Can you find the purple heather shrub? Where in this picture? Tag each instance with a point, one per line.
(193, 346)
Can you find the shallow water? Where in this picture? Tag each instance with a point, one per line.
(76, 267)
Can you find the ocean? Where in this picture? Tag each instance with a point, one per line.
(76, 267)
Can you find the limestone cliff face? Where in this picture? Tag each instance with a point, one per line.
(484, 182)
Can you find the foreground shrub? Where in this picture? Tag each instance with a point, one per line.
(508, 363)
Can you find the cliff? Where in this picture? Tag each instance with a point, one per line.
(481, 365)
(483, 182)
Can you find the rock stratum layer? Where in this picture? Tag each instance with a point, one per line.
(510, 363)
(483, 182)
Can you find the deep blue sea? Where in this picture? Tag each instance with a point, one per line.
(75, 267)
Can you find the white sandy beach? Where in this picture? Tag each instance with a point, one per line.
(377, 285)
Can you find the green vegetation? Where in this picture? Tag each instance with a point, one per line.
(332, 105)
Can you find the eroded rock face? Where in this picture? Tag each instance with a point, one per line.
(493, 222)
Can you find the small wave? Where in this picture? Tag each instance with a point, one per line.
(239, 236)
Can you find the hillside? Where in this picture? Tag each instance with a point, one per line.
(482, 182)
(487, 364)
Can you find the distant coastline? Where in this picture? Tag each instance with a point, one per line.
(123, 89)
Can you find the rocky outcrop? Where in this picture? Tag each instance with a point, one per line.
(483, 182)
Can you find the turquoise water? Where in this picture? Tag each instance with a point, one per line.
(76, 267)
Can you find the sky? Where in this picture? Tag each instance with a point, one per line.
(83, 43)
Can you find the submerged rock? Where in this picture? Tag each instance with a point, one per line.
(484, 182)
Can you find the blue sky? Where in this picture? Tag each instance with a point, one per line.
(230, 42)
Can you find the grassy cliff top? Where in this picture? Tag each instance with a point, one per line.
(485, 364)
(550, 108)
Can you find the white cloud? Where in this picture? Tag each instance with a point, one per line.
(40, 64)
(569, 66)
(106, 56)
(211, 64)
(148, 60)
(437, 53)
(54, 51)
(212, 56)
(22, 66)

☆ ☆ ☆

▸ TASK TO CARRY OUT: Repeat word for word the lines running from the line containing "Can you find the distant" to the end of the entries above, inclusive.

▸ RESULT:
Can you find the distant coastline? Where in this picture? Tag each instance with a point, one per line.
(123, 89)
Can you find the rocky outcrop? Where in this picture? Tag each instance with a point, one per line.
(483, 182)
Can you find the turquoise water? Where in this picture? Tag each instance with a point, one per line.
(76, 267)
Can you find the sky? Where in this picture? Tag each instance with a point, one per line.
(83, 43)
Can you find the submerged rock? Where in this picture? Tag each instance with a point, one per line.
(484, 182)
Can you find the blue sky? Where in this picture? Tag each instance with a point, one per line.
(230, 42)
Can you find the grassy cliff top? Where in this picture? Tag each instance with a point, one per line.
(485, 364)
(550, 108)
Can you find the white cloud? Where in this picture? Tag each instance with a point, one per line.
(40, 64)
(569, 66)
(106, 56)
(211, 64)
(148, 60)
(437, 53)
(54, 51)
(212, 56)
(22, 66)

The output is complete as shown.